• Exercise description
Once you find the line containing "Query: wooden post" in the data below, copy it and each following line exactly, up to and including the line containing "the form [82,133].", and nothing else.

Records from a dataset
%%

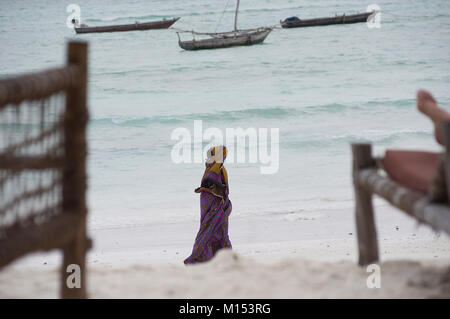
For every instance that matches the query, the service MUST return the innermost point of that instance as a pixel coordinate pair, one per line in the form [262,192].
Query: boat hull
[163,24]
[250,38]
[343,19]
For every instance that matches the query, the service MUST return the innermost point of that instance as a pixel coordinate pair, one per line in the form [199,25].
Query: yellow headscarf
[217,155]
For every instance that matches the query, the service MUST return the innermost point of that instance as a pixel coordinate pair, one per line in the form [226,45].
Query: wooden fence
[43,118]
[368,181]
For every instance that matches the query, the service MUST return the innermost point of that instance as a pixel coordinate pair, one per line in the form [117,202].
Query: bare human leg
[428,106]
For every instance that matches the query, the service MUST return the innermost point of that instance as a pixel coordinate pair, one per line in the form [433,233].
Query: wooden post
[74,176]
[365,222]
[445,130]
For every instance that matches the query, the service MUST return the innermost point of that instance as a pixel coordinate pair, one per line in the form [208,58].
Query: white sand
[302,255]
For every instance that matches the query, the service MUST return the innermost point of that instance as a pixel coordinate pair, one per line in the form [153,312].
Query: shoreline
[317,250]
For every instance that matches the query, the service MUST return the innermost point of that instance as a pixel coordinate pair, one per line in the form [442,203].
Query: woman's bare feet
[428,106]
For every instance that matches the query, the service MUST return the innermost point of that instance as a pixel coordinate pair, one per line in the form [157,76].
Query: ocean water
[323,88]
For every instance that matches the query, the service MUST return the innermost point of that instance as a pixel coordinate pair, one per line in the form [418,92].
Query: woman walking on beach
[215,208]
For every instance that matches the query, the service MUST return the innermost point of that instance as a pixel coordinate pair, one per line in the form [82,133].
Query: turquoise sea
[323,87]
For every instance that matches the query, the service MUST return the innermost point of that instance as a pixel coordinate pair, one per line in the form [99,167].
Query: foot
[428,106]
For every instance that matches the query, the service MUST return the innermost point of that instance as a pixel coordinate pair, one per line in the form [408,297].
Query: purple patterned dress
[213,233]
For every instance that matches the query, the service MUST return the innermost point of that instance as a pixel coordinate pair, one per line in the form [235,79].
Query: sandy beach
[298,255]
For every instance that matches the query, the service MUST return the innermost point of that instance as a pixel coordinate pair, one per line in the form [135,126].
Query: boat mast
[235,17]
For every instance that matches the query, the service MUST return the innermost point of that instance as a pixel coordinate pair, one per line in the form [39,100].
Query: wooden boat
[342,19]
[226,39]
[161,24]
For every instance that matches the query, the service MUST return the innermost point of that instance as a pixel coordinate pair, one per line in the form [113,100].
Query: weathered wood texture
[365,222]
[54,216]
[74,175]
[368,181]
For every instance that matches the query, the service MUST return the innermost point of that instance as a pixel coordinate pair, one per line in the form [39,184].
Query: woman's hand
[199,189]
[217,191]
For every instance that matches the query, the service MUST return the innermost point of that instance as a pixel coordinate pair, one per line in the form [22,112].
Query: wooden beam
[74,175]
[54,233]
[9,162]
[411,202]
[445,129]
[36,85]
[364,215]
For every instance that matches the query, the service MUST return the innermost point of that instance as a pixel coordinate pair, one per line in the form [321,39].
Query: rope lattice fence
[43,119]
[32,136]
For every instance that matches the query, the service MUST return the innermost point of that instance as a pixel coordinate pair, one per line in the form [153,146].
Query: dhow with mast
[226,39]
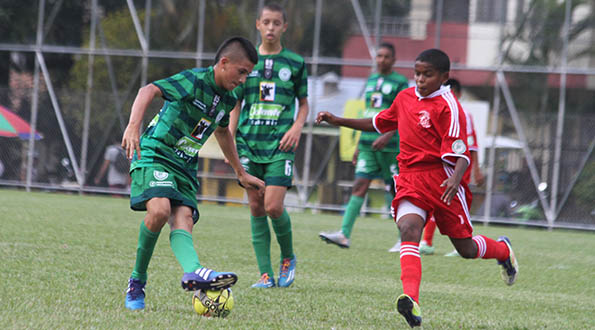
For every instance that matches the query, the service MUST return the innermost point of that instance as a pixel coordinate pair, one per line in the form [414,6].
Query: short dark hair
[388,46]
[437,58]
[273,6]
[235,46]
[454,84]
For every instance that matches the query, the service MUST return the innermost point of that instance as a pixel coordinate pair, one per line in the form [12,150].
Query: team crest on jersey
[158,175]
[424,119]
[267,91]
[459,147]
[201,128]
[387,88]
[284,74]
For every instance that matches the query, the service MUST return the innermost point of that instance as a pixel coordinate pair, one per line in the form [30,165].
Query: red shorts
[422,188]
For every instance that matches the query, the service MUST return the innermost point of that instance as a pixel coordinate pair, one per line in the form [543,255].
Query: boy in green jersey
[163,170]
[375,156]
[267,137]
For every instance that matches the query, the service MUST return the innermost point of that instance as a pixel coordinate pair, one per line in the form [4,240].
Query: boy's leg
[278,176]
[180,239]
[354,206]
[411,226]
[429,231]
[158,210]
[486,248]
[274,197]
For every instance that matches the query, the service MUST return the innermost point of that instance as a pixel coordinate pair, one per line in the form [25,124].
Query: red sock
[487,248]
[410,269]
[429,231]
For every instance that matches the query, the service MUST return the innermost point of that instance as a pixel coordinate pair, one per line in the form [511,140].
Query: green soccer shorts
[376,165]
[159,181]
[277,173]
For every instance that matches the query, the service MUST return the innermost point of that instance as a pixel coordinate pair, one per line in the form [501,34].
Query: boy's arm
[362,124]
[226,143]
[131,139]
[291,139]
[452,183]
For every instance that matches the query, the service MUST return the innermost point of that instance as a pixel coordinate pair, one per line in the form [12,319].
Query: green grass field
[65,261]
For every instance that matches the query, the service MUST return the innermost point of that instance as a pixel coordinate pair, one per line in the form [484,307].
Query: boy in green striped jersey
[268,133]
[375,156]
[163,170]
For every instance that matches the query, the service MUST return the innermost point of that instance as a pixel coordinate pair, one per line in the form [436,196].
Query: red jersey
[432,129]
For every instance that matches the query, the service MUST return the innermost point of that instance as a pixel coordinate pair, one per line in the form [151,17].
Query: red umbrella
[11,125]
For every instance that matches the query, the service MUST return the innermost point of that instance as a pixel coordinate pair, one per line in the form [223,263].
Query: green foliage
[66,261]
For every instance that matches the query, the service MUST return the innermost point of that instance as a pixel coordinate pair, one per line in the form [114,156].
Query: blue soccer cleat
[265,282]
[135,294]
[409,309]
[510,266]
[208,279]
[287,272]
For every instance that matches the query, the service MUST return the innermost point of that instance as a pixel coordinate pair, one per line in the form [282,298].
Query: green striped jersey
[269,107]
[381,90]
[194,106]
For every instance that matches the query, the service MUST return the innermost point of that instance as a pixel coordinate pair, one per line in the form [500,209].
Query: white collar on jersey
[443,90]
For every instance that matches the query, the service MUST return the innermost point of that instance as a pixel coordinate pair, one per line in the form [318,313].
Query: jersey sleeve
[301,82]
[452,126]
[177,87]
[387,119]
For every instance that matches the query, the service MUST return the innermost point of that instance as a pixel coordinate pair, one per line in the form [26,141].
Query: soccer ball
[213,303]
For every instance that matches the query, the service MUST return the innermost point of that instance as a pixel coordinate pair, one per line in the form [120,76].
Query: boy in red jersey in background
[432,160]
[426,244]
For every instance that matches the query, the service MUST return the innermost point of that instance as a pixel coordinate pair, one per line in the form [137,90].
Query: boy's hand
[251,182]
[325,116]
[452,187]
[131,142]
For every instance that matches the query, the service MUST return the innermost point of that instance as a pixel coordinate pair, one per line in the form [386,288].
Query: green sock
[282,227]
[351,213]
[261,241]
[181,243]
[144,251]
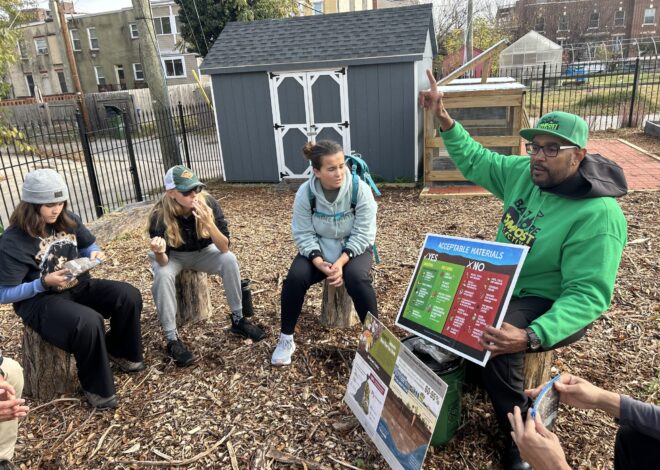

%%

• Solution to this problem
Query: wooden post
[74,176]
[365,222]
[445,130]
For every instance that matches the query, the service MUST return the innermost point of that instance as a pixel coordinate pair, one per line in the form [208,58].
Query: white sand
[302,255]
For every instance that matches the query, the service MUST return the innermost point of that instance as a pixel coordinate pair, one per line in the form [153,312].
Query: shoreline
[317,250]
For every instance that matches the query, the service MUST return the innermost point of that instance as a pixel coordinate pair, one per line in the form [442,203].
Query: woman's bare feet
[428,106]
For every instance that matches the query, the service MUST return the innermost point of that instance as a pixel coordinate pair, one per line in the form [157,76].
Query: ocean water
[323,88]
For every instance that matches the query, the service MUST return the innermost point of that instance as a pixel coordinate pair, one per line in the form [418,92].
Query: woman walking on beach
[215,208]
For every instance that matches the query, the service MUST return the innermost point of that instance as a pixel coordinate pair, one per line in the form [82,133].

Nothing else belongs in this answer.